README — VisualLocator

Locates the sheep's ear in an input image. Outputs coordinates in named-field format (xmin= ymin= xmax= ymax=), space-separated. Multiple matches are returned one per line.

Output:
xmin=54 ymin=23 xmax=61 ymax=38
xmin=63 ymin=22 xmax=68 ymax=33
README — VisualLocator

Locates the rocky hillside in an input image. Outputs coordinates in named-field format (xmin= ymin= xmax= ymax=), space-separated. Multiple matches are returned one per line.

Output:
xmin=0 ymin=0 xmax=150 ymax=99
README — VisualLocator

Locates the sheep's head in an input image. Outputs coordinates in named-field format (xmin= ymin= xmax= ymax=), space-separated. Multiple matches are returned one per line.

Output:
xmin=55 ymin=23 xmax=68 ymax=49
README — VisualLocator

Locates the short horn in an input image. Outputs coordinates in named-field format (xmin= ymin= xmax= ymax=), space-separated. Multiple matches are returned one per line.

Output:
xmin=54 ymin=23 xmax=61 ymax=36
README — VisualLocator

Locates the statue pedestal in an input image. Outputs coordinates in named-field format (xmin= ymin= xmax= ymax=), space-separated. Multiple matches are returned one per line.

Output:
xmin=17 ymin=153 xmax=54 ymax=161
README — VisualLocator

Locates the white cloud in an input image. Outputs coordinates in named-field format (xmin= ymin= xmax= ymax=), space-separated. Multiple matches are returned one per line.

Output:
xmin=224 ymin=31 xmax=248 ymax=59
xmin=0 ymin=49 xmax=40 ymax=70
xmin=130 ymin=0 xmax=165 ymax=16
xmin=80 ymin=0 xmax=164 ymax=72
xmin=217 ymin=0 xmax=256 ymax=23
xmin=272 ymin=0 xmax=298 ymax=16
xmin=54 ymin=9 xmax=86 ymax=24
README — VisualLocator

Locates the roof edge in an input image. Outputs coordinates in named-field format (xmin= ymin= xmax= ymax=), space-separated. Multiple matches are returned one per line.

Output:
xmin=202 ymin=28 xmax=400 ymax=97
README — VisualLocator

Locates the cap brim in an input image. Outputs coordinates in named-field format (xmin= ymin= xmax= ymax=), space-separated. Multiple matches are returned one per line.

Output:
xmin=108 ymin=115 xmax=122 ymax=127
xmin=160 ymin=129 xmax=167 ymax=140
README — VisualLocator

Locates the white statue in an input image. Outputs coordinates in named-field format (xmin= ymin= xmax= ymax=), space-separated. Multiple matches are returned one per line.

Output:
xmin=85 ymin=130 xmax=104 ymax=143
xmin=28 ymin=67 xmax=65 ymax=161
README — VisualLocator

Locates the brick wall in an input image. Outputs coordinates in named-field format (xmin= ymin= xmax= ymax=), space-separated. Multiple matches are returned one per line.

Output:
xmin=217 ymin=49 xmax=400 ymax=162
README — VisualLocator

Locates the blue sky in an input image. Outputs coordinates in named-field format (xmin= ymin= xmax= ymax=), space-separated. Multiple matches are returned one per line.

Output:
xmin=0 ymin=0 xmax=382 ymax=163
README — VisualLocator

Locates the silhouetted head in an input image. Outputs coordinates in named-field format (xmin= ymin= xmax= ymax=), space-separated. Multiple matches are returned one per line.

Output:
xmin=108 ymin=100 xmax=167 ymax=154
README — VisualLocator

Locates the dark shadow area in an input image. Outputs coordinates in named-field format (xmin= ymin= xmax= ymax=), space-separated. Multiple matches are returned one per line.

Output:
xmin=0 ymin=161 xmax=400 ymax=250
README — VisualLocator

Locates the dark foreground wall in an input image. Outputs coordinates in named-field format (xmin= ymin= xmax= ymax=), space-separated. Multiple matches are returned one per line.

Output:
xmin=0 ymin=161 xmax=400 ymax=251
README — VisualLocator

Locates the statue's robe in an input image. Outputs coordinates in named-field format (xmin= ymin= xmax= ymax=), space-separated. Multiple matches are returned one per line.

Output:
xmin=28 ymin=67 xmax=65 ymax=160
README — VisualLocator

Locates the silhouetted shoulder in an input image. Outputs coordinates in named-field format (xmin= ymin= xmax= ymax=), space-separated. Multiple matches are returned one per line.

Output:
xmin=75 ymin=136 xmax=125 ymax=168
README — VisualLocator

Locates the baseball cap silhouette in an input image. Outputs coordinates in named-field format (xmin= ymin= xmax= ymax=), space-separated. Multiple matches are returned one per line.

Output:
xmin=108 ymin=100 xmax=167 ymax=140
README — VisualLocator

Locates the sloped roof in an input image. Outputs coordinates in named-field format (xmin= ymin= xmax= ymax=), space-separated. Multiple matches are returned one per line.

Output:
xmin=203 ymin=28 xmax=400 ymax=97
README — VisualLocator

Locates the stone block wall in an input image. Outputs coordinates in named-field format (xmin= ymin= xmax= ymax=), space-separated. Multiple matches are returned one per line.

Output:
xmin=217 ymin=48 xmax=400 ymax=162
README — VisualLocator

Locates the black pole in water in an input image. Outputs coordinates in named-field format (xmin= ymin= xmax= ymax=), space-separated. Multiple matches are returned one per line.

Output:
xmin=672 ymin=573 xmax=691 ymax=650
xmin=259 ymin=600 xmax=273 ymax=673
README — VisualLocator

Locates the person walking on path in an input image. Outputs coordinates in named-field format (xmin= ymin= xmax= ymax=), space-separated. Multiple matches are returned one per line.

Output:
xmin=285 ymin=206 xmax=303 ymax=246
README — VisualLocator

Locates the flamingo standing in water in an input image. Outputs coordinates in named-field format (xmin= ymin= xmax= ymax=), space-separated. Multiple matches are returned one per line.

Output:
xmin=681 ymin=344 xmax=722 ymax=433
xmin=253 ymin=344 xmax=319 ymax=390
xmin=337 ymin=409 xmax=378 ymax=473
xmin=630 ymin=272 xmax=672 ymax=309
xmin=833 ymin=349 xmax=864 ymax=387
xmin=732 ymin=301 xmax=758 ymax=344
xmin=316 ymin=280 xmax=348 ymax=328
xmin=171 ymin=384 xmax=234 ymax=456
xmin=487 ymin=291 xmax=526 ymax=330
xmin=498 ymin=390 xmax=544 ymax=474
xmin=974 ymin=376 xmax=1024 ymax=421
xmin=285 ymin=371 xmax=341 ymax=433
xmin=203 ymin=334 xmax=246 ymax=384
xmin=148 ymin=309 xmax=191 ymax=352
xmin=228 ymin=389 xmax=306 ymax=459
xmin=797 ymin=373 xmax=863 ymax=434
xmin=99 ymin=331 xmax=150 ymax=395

* **Set problem**
Set out every line of the listing above as a Markdown table, skipping blank lines. Use a column named Row for the line's number and a column named Text for the line itself.

* **Completed exercise**
| Row | Text |
|---|---|
| 1 | README — VisualLocator |
| 2 | Locates the sheep's ear in an input image. Outputs coordinates in named-field format (xmin= ymin= xmax= ymax=), space-separated. Multiple matches are returned one per line. |
| 3 | Output: |
| 4 | xmin=54 ymin=23 xmax=61 ymax=38 |
| 5 | xmin=63 ymin=22 xmax=68 ymax=33 |
| 6 | README — VisualLocator |
| 7 | Locates the rocky hillside in an input image. Outputs coordinates in named-field format (xmin= ymin= xmax= ymax=), space-separated. Multiple matches are returned one per line. |
| 8 | Output: |
| 9 | xmin=0 ymin=0 xmax=150 ymax=99 |
| 10 | README — VisualLocator |
| 11 | Locates the sheep's head in an input image. Outputs coordinates in named-field format (xmin= ymin= xmax= ymax=), space-separated. Multiple matches are returned one per line. |
| 12 | Output: |
| 13 | xmin=55 ymin=23 xmax=68 ymax=49 |
| 14 | README — VisualLocator |
| 15 | Locates the short horn in an input image. Outputs coordinates in named-field format (xmin= ymin= xmax= ymax=), space-separated. Multiple matches are returned one per line. |
| 16 | Output: |
| 17 | xmin=54 ymin=23 xmax=61 ymax=36 |
| 18 | README — VisualLocator |
| 19 | Locates the statue pedestal in an input image. Outputs coordinates in named-field format (xmin= ymin= xmax= ymax=), space-separated. Multiple matches are returned one per line. |
| 20 | Output: |
| 21 | xmin=17 ymin=153 xmax=54 ymax=161 |
| 22 | README — VisualLocator |
| 23 | Locates the white cloud in an input image. Outputs coordinates in named-field format (xmin= ymin= xmax= ymax=), space-separated. Multiple matches are returned one per line. |
| 24 | Output: |
| 25 | xmin=224 ymin=31 xmax=248 ymax=59 |
| 26 | xmin=0 ymin=49 xmax=40 ymax=70 |
| 27 | xmin=130 ymin=0 xmax=165 ymax=16 |
| 28 | xmin=80 ymin=0 xmax=164 ymax=72 |
| 29 | xmin=217 ymin=0 xmax=256 ymax=23 |
| 30 | xmin=272 ymin=0 xmax=298 ymax=16 |
| 31 | xmin=54 ymin=9 xmax=86 ymax=24 |
| 32 | README — VisualLocator |
| 33 | Locates the roof edge in an input image. Outputs coordinates in named-field format (xmin= ymin= xmax= ymax=), space-separated. Multiple matches are returned one per line. |
| 34 | Output: |
| 35 | xmin=202 ymin=28 xmax=400 ymax=97 |
| 36 | README — VisualLocator |
| 37 | Locates the cap brim in an input image. Outputs coordinates in named-field format (xmin= ymin= xmax= ymax=), space-separated. Multiple matches are returned one per line. |
| 38 | Output: |
| 39 | xmin=108 ymin=115 xmax=122 ymax=127 |
| 40 | xmin=160 ymin=129 xmax=167 ymax=140 |
| 41 | README — VisualLocator |
| 42 | Locates the white statue in an input image. Outputs coordinates in named-field format (xmin= ymin= xmax= ymax=), space-separated. Multiple matches are returned one per line. |
| 43 | Output: |
| 44 | xmin=85 ymin=130 xmax=104 ymax=143 |
| 45 | xmin=28 ymin=67 xmax=65 ymax=161 |
| 46 | README — VisualLocator |
| 47 | Locates the brick wall in an input image. Outputs coordinates in named-field format (xmin= ymin= xmax= ymax=), space-separated. Multiple matches are returned one per line. |
| 48 | Output: |
| 49 | xmin=217 ymin=49 xmax=400 ymax=162 |
| 50 | README — VisualLocator |
| 51 | Locates the blue sky in an input image. Outputs coordinates in named-field format (xmin= ymin= xmax= ymax=), space-separated. Multiple matches are returned one per line. |
| 52 | Output: |
| 53 | xmin=0 ymin=0 xmax=382 ymax=163 |
| 54 | README — VisualLocator |
| 55 | Locates the silhouetted head in an input image. Outputs coordinates in named-field format (xmin= ymin= xmax= ymax=), space-separated. Multiple matches are returned one per line. |
| 56 | Output: |
| 57 | xmin=108 ymin=100 xmax=167 ymax=154 |
| 58 | README — VisualLocator |
| 59 | Locates the dark shadow area in an input image. Outputs coordinates in named-field format (xmin= ymin= xmax= ymax=), space-separated. Multiple matches are returned one per line. |
| 60 | Output: |
| 61 | xmin=0 ymin=161 xmax=400 ymax=250 |
| 62 | README — VisualLocator |
| 63 | Locates the dark foreground wall in an input image. Outputs coordinates in named-field format (xmin= ymin= xmax= ymax=), space-separated. Multiple matches are returned one per line. |
| 64 | Output: |
| 65 | xmin=0 ymin=161 xmax=400 ymax=251 |
| 66 | README — VisualLocator |
| 67 | Locates the statue's robe in an input image. Outputs coordinates in named-field format (xmin= ymin= xmax= ymax=), space-separated. Multiple matches are returned one per line. |
| 68 | Output: |
| 69 | xmin=28 ymin=67 xmax=65 ymax=160 |
| 70 | README — VisualLocator |
| 71 | Locates the silhouetted shoulder in an input image. Outputs coordinates in named-field format (xmin= ymin= xmax= ymax=), space-separated. Multiple matches are returned one per line. |
| 72 | Output: |
| 73 | xmin=75 ymin=136 xmax=125 ymax=168 |
| 74 | README — VisualLocator |
| 75 | Locates the baseball cap silhouette in an input image. Outputs coordinates in named-field format (xmin= ymin= xmax= ymax=), space-separated. Multiple matches are returned one per line. |
| 76 | Output: |
| 77 | xmin=108 ymin=100 xmax=167 ymax=140 |
| 78 | README — VisualLocator |
| 79 | Locates the sloped roof in an input image. Outputs coordinates in named-field format (xmin= ymin= xmax= ymax=), space-separated. Multiple matches are returned one per line. |
| 80 | Output: |
| 81 | xmin=203 ymin=28 xmax=400 ymax=97 |
| 82 | README — VisualLocator |
| 83 | Locates the stone block wall in an input image. Outputs coordinates in named-field format (xmin= ymin= xmax= ymax=), space-separated. Multiple matches are returned one per line. |
| 84 | Output: |
| 85 | xmin=217 ymin=48 xmax=400 ymax=162 |
| 86 | README — VisualLocator |
| 87 | Locates the black pole in water in an input image. Outputs coordinates in named-field format (xmin= ymin= xmax= ymax=), space-separated. Multiple matches are returned one per line. |
| 88 | Output: |
| 89 | xmin=672 ymin=573 xmax=691 ymax=650 |
| 90 | xmin=259 ymin=600 xmax=273 ymax=673 |
| 91 | README — VisualLocator |
| 92 | Locates the person walking on path in an input image. Outputs coordinates in named-field format (xmin= ymin= xmax= ymax=), space-separated. Multiple matches are returned one per line. |
| 93 | Output: |
| 94 | xmin=285 ymin=206 xmax=303 ymax=246 |
| 95 | README — VisualLocator |
| 96 | Locates the flamingo standing in water in an input image. Outputs coordinates in named-field format (xmin= ymin= xmax= ymax=), space-separated. Multiple matches are returned one per line. |
| 97 | Output: |
| 98 | xmin=681 ymin=344 xmax=722 ymax=433 |
| 99 | xmin=253 ymin=344 xmax=319 ymax=390 |
| 100 | xmin=337 ymin=409 xmax=378 ymax=473 |
| 101 | xmin=630 ymin=272 xmax=672 ymax=309 |
| 102 | xmin=833 ymin=349 xmax=864 ymax=387 |
| 103 | xmin=732 ymin=301 xmax=758 ymax=344 |
| 104 | xmin=316 ymin=280 xmax=348 ymax=328 |
| 105 | xmin=171 ymin=384 xmax=234 ymax=456 |
| 106 | xmin=487 ymin=291 xmax=526 ymax=330 |
| 107 | xmin=498 ymin=390 xmax=544 ymax=474 |
| 108 | xmin=974 ymin=376 xmax=1024 ymax=421 |
| 109 | xmin=285 ymin=371 xmax=341 ymax=433 |
| 110 | xmin=203 ymin=334 xmax=246 ymax=384 |
| 111 | xmin=148 ymin=309 xmax=191 ymax=352 |
| 112 | xmin=228 ymin=389 xmax=306 ymax=459 |
| 113 | xmin=797 ymin=373 xmax=863 ymax=434 |
| 114 | xmin=99 ymin=331 xmax=150 ymax=395 |